## Recorded data
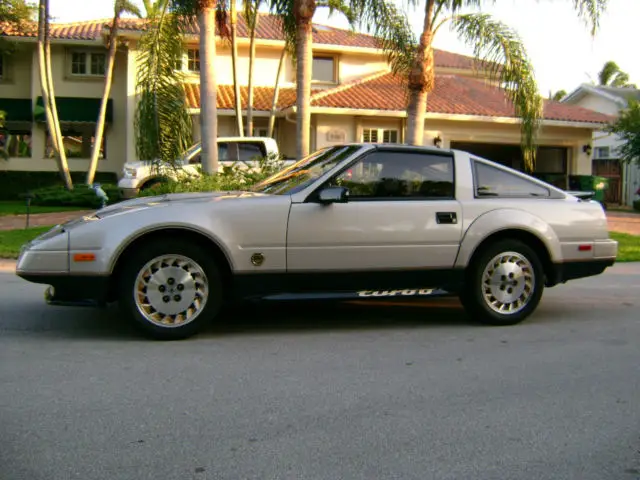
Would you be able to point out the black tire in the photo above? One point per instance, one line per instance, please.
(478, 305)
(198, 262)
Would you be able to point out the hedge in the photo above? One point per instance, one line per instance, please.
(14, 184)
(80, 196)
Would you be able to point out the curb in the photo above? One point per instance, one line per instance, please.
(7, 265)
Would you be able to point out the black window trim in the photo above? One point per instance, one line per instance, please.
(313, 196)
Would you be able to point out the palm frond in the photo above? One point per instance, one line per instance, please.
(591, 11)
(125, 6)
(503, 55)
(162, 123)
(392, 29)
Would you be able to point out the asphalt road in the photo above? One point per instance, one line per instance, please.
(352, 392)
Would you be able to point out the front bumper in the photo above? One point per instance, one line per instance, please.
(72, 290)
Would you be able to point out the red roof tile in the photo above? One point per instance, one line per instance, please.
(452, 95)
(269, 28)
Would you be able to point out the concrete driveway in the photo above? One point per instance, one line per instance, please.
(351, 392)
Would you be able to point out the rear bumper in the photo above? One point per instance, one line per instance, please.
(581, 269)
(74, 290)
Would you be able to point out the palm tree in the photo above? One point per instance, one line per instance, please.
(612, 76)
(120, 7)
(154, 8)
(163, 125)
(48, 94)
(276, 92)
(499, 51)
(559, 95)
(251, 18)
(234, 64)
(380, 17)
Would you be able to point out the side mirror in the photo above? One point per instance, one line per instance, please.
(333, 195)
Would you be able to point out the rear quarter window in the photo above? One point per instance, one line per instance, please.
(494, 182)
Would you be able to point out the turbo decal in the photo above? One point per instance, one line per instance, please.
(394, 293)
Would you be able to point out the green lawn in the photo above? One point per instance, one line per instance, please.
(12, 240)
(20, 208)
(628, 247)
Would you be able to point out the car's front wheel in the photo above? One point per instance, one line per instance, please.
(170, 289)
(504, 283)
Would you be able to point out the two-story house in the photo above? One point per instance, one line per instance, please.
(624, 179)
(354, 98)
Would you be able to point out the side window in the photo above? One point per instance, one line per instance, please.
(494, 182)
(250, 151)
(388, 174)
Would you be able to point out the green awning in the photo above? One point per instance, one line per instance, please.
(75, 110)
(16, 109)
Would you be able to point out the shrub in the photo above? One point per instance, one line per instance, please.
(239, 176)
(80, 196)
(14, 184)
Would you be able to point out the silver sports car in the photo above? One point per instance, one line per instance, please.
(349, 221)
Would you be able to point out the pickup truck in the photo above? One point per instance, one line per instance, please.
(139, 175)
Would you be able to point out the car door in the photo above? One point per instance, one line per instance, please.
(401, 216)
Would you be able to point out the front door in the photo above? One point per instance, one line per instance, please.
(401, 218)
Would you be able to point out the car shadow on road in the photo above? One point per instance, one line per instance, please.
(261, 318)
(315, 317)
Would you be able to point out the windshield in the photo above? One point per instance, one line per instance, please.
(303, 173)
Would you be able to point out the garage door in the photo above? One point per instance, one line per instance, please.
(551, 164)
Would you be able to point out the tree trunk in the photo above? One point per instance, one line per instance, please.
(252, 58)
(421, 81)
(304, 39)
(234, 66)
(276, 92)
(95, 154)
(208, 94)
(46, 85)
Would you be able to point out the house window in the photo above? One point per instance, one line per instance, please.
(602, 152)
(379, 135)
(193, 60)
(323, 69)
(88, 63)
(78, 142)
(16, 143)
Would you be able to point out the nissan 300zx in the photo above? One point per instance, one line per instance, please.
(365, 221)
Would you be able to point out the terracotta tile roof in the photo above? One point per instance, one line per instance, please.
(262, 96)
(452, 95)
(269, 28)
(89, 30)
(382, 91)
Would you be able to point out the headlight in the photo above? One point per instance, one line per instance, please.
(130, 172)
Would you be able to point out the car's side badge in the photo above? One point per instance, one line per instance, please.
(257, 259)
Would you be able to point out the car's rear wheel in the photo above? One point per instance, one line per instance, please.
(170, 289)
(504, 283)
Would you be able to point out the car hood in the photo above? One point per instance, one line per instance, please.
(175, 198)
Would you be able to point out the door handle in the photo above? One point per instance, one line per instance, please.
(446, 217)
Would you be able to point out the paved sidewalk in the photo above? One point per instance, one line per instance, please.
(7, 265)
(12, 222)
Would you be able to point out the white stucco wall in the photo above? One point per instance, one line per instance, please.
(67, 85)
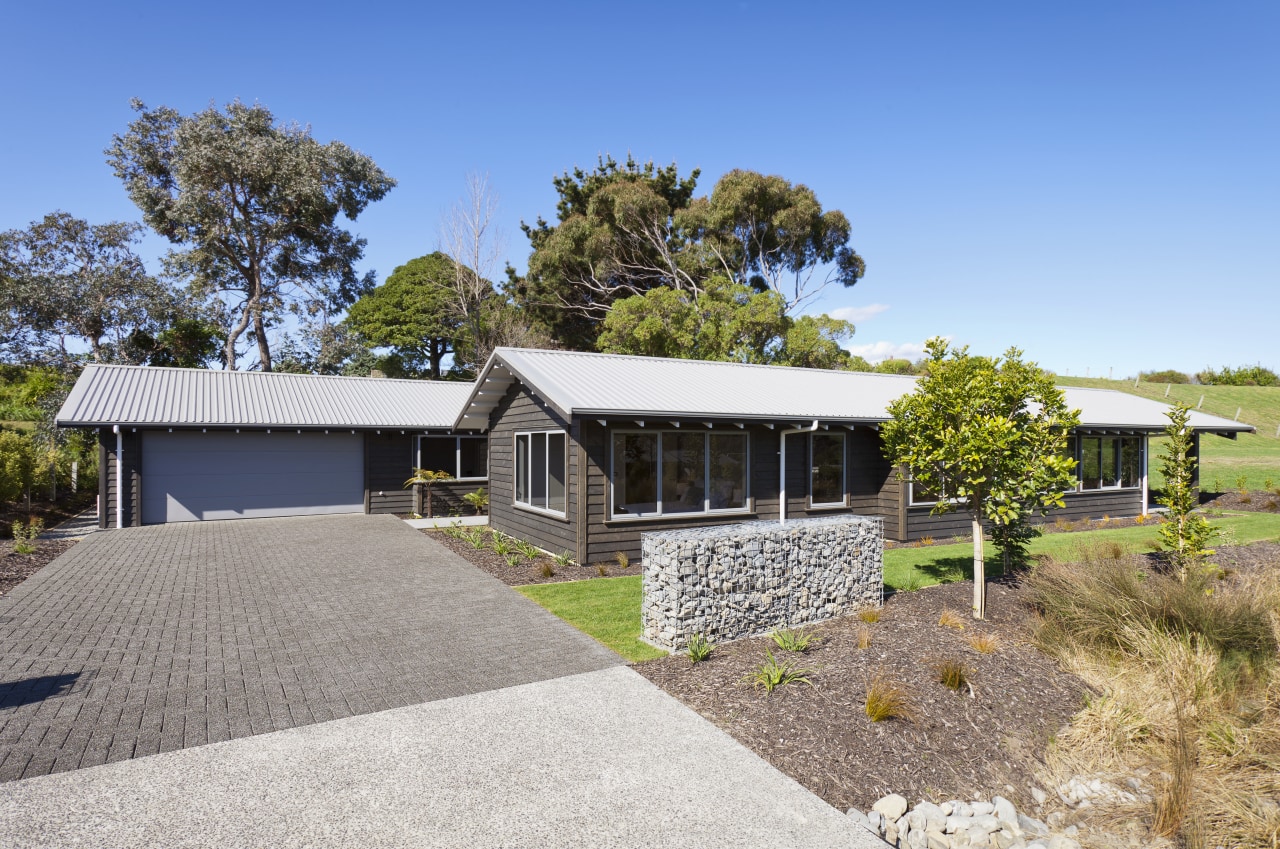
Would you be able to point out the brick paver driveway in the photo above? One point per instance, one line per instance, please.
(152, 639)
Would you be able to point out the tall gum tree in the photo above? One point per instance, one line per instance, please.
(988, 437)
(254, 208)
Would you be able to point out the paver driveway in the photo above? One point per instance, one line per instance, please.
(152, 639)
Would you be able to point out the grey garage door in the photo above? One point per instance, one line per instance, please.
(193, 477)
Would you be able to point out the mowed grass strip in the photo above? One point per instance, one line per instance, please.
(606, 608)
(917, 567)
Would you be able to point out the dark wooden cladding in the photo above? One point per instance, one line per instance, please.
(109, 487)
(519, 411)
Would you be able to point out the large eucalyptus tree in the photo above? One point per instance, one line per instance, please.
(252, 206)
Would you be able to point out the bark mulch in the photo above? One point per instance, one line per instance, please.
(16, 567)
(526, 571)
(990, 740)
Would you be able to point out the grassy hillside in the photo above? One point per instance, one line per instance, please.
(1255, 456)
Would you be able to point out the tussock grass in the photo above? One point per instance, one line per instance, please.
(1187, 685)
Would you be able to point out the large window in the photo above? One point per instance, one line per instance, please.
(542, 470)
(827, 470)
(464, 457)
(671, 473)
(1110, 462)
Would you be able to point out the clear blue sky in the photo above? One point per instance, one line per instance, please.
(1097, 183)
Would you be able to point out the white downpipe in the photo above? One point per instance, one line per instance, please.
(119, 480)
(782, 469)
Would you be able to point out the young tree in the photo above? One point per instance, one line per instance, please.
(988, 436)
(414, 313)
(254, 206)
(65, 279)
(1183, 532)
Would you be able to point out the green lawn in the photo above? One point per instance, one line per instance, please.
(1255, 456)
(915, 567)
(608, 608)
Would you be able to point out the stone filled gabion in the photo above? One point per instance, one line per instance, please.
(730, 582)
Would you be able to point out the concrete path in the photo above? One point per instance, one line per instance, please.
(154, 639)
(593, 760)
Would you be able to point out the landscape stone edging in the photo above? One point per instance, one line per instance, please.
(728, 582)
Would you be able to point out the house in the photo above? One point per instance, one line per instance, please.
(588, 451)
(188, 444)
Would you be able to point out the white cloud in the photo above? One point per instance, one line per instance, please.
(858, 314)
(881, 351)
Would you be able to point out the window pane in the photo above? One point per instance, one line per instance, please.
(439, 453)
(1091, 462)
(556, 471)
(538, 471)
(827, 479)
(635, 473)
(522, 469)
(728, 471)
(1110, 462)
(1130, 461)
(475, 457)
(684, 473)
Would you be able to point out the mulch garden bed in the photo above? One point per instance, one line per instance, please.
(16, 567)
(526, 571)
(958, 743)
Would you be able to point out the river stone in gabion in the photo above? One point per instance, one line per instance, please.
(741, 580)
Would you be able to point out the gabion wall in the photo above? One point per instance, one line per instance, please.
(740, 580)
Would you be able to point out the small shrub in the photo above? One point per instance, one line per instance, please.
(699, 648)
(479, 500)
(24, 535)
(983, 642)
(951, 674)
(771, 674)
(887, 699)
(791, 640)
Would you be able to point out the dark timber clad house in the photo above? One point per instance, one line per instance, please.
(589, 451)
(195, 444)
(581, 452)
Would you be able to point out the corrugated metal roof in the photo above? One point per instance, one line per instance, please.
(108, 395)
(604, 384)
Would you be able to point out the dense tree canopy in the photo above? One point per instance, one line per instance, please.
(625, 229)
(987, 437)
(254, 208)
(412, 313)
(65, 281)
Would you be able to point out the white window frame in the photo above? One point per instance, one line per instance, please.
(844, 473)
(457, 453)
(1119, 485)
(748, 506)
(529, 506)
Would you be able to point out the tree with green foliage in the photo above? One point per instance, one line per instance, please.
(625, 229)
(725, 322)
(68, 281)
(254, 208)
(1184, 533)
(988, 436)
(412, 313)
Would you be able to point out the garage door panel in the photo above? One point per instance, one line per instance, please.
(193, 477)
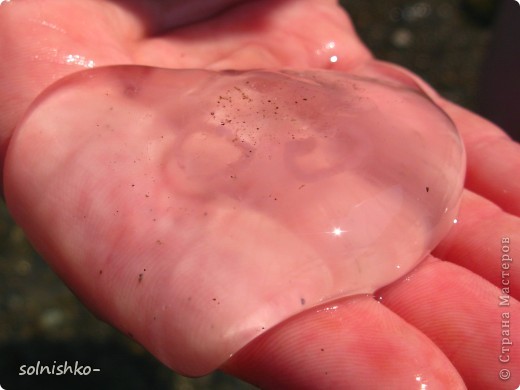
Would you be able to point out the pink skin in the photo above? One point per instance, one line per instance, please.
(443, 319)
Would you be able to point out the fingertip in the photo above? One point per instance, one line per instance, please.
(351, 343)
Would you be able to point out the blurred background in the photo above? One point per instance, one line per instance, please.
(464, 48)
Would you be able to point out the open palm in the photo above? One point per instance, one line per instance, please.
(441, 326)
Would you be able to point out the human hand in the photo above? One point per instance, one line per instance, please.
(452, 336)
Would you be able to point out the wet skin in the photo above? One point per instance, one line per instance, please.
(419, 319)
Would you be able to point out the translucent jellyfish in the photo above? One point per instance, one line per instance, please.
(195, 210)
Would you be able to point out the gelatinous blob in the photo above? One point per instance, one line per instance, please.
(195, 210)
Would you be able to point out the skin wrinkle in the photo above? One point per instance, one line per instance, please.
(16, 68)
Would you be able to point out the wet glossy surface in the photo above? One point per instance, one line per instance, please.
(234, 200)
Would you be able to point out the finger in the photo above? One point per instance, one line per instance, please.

## Instructions to follow
Starting at the line with "Would you be able to point out the wet skin", copy every line up to and including the last one in the entries above.

## Task result
Would you be able to point out the wet skin in the photo above? One point per instance, one line per instance, please.
(419, 319)
Would you be able to point out the translucent jellyfish in the photo above? One point per instance, one line per instance, please.
(195, 210)
Would you be able to point out the gelatinous blob in the photo above? One point per instance, one line per instance, please.
(195, 210)
Would you be able to point out the skin wrinkle in the photo above? One point per instance, one line per instance, please.
(16, 68)
Would you be able to point out the wet glossy surface in the photo above? One point per instance, one line per instance, please.
(234, 200)
Would you be able to point out the finger in the photo above? One point per instance, one line per instance, please.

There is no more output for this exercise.